## [To be done]
- 1) Which words or names does the passage on Hephaistos and Vulcan compare the name "Vulcan" to?
- 2) Write the next paragraph of the passage on Hephaistos and Vulcan, picking up after its last sentence.

## [Text shown]
○ ○ ○ ○ ○

Hephaistos, the Latin Vulcan, was the god of brawny industry, but especially of the art of working metals by the hammer. Though few temples or altars were raised to him, he was worshiped by all smiths and artisans, and his miniature image stood among the Lares and Penates on the hearth of nearly every house in Greece and Italy.

Vulcan is commonly represented as a bearded, muscular man, with a serious, homely, and somewhat sullen countenance, his unkempt hair curling from beneath the pointed cap on his head ; he is usually garbed in the short tunic of a workman, which leaves the brawny right arm bare, and free to carry the traditional hammer. The whole figure is somewhat crooked, the left leg being slightly shorter than the right; in general, he presents a somewhat ludicrous appearance, lacking the proper dignity of a god, but in the most ancient representation that we have, on a cylix in the British Museum, he is depicted as a godlike youth, without any deformity whatever, the fitting companion of Minerva, who is assisting him in the creation of Pandora.

The name "Hephaistos," is, like "Vulcan," admittedly of unknown origin. The former, it has been asserted, means "the brightness of the flame," though we have been unable to discover any evidence for this etymology. It is certainly pre-Hellenic in formation, and has a decidedly Semitic appearance, (like Herakles, from Harokel, the Phenician god). Vulcan, on the other hand, has been compared to the Sanscrit ulka, a firebrand, but we would suggest, instead, a comparison with the Assyrian Vul, the god of the thunderbolt, and also with the Hebrew Tubal-cain. The name Tubal, like his ancestors Jabal and Jubal (Gen. 4:20-22), is a form of the verb Jabhal, to sound, to make a loud noise, and, since b and v are radically one, we have here also the origin of Vul. The name "Cain" means simply "a smith," and we would be obdurate, indeed, were we to refuse recognizing a connection between Vul-can and Tubal-cain, "the instructor of every artificer of brass and iron."

The modern interpreters of the "physical" school will have it that Vulcan is simply a personification of fire, elementary and subterranean, and that the history of the god simply describes the production of fire. "Like Vulcan, the spark is small and weak at its birth; like him, it is cast down from heaven in the form of lightning," etc.,—the analogists forgetting that fire, unlike Vulcan, by itself produces nothing but only destroys. As the writer on "Hephaistos" in the Encyclopedia Britannica Ninth Ed. admits, "though the word Hephaistos is used by Homer in the sense of fire, yet in the Hellenic god no elemental idea is at all prominent. The Hellenic religion had raised itself far above such [merely physical] conceptions of the Divine power, and its gods were moral powers."

If, therefore, we turn from dead naturalism to the living Word of God, from which all religion has proceeded, we shall find the key to the spiritual significance of Vulcan in the same Tubal-cain who was mentioned above, and who was "the doctrine of natural good and truth" in the New Church which succeeded the Most Ancient dispensation. (A. C. 421).

By an "artificer" in the Word is signified one who is wise, intelligent and scientific, and here, by "every artificer in brass and iron," is signified those who are acquainted with natural good and truth. (A. C. 424.)

○ ○ ○ ○ ○

## [Dataset entries]

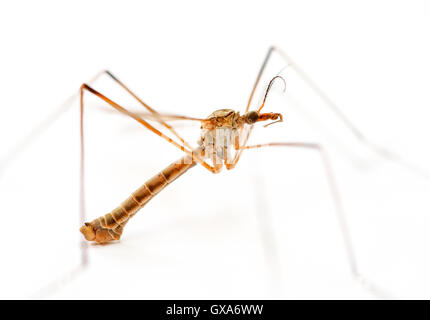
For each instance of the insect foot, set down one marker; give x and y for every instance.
(94, 232)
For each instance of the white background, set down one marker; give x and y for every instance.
(264, 230)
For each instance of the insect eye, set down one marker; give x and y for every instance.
(251, 117)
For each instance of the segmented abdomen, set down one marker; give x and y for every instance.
(110, 226)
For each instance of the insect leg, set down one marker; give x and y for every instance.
(39, 129)
(378, 149)
(153, 111)
(334, 191)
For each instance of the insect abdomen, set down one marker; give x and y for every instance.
(110, 226)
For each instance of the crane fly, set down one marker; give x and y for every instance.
(220, 132)
(223, 138)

○ ○ ○ ○ ○

## [Task answers]
- 1)
- The Sanscrit ulka, a firebrand
- The Assyrian Vul, the god of the thunderbolt
- The Hebrew Tubal-cain

- 2)
A "smith" signifies the same as iron, namely, truth in ultimates, which is mighty and strong. (A. E. 316.)

But in the opposite sense "the work of the smith, the artificer and the workman" signifies whatever of doctrine, or religion, and of worship that is from man's self-intelligence. (A. E. 585.)

Those were represented in ancient times by artificers, who cast idols, or falses, which they adorn with gold, that is, with a semblance of good, and with silver, or an appearance of truth. (A. C. 424.)

According to Homer, Hephaistos was the younger son of Zeus and Hera, but according to Hesiod he was the son of Hera alone, the goddess having vowed that as Zeus produced a daughter, Athene, out of his own head, so could she, by her own power, beget and bring forth a son. This curious myth seems to mean that as the Divine doctrine of spiritual good and truth springs immediately from the Divine Wisdom itself, so the human doe-trine of natural good and truth is the product of the Church, acting as of itself,—or in the evil sense, it springs from the self-intelligence of the perverted Church. Hephaistos, like all the other pagan gods, may thus be interpreted in an evil as well as a good sense; and we often find him associated with Athene, sometimes co-operating, some times contending with her: the doctrine of natural good and truth may be turned either into harmony with or opposition to the spiritual doctrine.

One story has it that he was born ugly and lame, and that Hera in disgust flung the poor little creature out of Olympus. Another legend states it was Zeus who thrust him out, because he had attempted to interfere in one of the numerous quarrels between the royal partners; he fell through space for a night and a day, until he finally struck on earth on the island of Lemnos; on striking he slightly injured his left leg, leaving him permanently lame and halting. This, also, is in fitting correspondence to Hephaistos with the doctrine of natural good and truth, which, being merely natural, has no place among the celestial and spiritual truths and goods of Heaven. Being natural, moreover, Hephaistos also represents those who are in simple good, such as gentiles and the good but ignorant people within the Church, who in the Word are called "lame" and "halting."

The "lame" signify those who are in good, but not in genuine good, on account of their ignorance of truth. (A. C. 4302.)

By "the lame" in the proper sense are signified those who are in natural good, into which, spiritual truths cannot inflow, on account of natural appearances and the fallacies of the senses. (Ibid.)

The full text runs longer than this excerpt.